→ **DOCUMENT EXTRACT**

--------------------

Thursday, January 26, 2012

Pizza Margherita

Last Friday, I set out to make homemade pizza.  It's one of my go-to dishes, so it shouldn't have been a big deal.  But I decided to mix things up a bit:  I wanted to try a different crust than my normal recipe, and I wanted to make a pizza Margherita (with very fresh-tasting, simple toppings).  Again, shouldn't have been a big deal, but I messed things up a bit.

See, I got home at about 4 PM and started to make the crust recipe I'd found on the Cooks Illustrated website.  I had combined all the ingredients when I came to a line in the instructions advising me to place the dough in a lightly oiled bowl, cover, and refrigerate for at least 24 hours and up to 3 days.

In the immortal words of my governor, "oops."

That put a wrinkle in our dinner plans.  But since the Margherita part of my pizza equation came from a recipe on Epicurious that actually called for store-bought refrigerated pizza dough, I decided to follow that path.

The result was that we had the pizza Margherita from the Epicurious website on Friday night ... complete with the dough from a cardboard tube.  It was actually surprisingly good.  The only things I didn't love:  first, the tomato sauce called for a little crushed red pepper, and I thought it was a bit too spicy; and second, the crust was OK, but nothing to write home about.

Thin, store-bought dough

Thick, homemade dough
Still, I had that ball of homemade dough sitting in the refrigerator.  So I pulled it out on Sunday evening, and we did Pizza Margherita Redux.  And it was DELICIOUS.

--------------------

→ **EXERCISE REQUIREMENTS**
**a)** For the pizza Margherita post, decide whether each statement agrees with it, answering yes or no and quoting the words that settle it: (i) The Cooks Illustrated crust recipe called for chilling the dough for at least 24 hours. (ii) The tomato sauce on the Friday pizza was too bland. (iii) The homemade dough came out of the refrigerator on Saturday evening.
**b)** Write what comes next in the pizza Margherita post, picking up after its last sentence.

→ **DATA EXTRACT**
--------------------

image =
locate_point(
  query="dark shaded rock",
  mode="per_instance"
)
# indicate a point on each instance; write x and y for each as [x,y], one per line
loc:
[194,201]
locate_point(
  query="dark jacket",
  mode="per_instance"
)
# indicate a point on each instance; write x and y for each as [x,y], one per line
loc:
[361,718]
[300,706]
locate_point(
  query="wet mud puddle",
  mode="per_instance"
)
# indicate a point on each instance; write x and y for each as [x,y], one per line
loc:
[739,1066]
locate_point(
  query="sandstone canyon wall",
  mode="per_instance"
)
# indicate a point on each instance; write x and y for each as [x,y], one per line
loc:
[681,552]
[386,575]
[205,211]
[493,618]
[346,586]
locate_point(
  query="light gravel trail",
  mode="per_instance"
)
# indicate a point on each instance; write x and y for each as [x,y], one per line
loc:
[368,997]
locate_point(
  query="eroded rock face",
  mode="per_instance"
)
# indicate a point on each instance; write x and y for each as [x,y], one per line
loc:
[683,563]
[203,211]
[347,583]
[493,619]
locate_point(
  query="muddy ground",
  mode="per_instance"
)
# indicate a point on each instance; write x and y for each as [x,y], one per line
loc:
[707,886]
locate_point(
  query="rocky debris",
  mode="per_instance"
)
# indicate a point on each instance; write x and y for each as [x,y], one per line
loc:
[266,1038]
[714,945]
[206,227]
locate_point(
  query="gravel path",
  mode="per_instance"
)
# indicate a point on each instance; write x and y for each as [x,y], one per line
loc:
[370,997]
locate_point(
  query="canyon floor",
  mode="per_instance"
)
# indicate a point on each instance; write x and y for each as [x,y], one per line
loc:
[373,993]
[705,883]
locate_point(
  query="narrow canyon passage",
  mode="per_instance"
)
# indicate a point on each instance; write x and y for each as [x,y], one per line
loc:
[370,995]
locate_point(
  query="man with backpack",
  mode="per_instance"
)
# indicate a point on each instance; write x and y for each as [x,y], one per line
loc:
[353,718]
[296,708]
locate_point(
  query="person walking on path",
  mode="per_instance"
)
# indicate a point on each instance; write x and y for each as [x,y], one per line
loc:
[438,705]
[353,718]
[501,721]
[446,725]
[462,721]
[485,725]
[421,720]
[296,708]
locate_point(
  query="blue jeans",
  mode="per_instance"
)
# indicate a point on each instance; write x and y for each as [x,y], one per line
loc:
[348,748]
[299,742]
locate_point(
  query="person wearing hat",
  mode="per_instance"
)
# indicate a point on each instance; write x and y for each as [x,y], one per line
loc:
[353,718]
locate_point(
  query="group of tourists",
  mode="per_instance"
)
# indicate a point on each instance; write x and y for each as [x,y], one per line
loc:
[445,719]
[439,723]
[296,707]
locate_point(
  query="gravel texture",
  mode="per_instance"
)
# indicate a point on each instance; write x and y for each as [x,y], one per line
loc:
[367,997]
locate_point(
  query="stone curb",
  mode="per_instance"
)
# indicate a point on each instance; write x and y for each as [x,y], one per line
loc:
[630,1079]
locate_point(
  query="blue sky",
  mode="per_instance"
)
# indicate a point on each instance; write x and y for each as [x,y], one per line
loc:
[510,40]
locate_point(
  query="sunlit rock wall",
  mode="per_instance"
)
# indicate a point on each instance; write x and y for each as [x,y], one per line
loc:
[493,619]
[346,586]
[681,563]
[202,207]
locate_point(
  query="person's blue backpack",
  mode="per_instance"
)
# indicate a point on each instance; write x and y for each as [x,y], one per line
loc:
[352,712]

--------------------

→ **RESPONSE LIST**
**a)**
(i) Yes: "refrigerate for at least 24 hours and up to 3 days"
(ii) No: "I thought it was a bit too spicy"
(iii) No: "So I pulled it out on Sunday evening"

**b)**
Thus, I present you with this recipe for pizza Margherita, a mash-up of two recipes with a few of my own modifications to boot.  The store-bought crust option will yield a smaller, thinner pizza; the homemade crust is thick, but remarkably flavorful.




Toppings, ready to go
3 c. (scant) all purpose flour
3 Tbs. vital wheat gluten
2 tsp. sugar
1/2 tsp. instant or rapid-rise yeast
1 1/3 c. ice water
1 Tbs. olive oil + extra for bowl
1 1/2 tsp salt


1 13.8 oz. tube refrigerated pizza dough

Rustic sauce
Tomato Sauce:

1 Tbs. olive oil
12 oz. cherry or grape tomatoes (stems and leaves removed)
1 clove garlic, pressed or minced
1/2 tsp. fennel seeds (coarsely crushed)
1 tsp. balsamic vinegar
1/2 tsp. salt
dash black pepper

1/3 c. chopped fresh basil
4 oz. fresh mozzarella, drained and chopped
4 - 6 oz. shredded mozzarella
1/3 c. shredded parmesan

To make the homemade crust:  Mix flour, gluten, sugar, and yeast in the bowl of a stand mixer fitted with a dough hook.  Mix until combined.  With mixer running on low, slowly add ice water and continue mixing until the flour is all absorbed into a ragged dough ball.  Allow dough ball to rest for 10 minutes.  Then add olive oil and salt; turn mixer back on and let run on low until oil and salt are combined and dough comes together in a smooth ball.  With floured hands, remove dough and shape into a nice, compact ball.  Transfer to a large bowl, cover tightly (with a lid to the bowl or plastic wrap) and refrigerate for 24 - 72 hours.

To make tomato sauce:  Heat a large skillet over high heat for at least two minutes.  Add oil to hot skillet and then, immediately, tomatoes.  Saute over high heat until tomatoes start to char and break down.  Transfer tomatoes to a large bowl and crush with a fork or the back of a spoon (until all tomatoes are mushed but the sauce is still chunky).  Add garlic, fennel, vinegar, salt and pepper.  Stir.

To make pizza:  If you made your own dough, remove it from the refrigerator about an hour before you plan to bake the pizza.  Shape dough into a tight ball (eliminating some of the air), place it in a greased bowl, cover lightly with plastic sprayed with cooking spray, and allow to sit for an hour.

Move oven rack to top third.  Preheat oven to 425.  If you made your own dough, go ahead and put a large cookie sheet in the oven to preheat.

Combine cheeses and basil.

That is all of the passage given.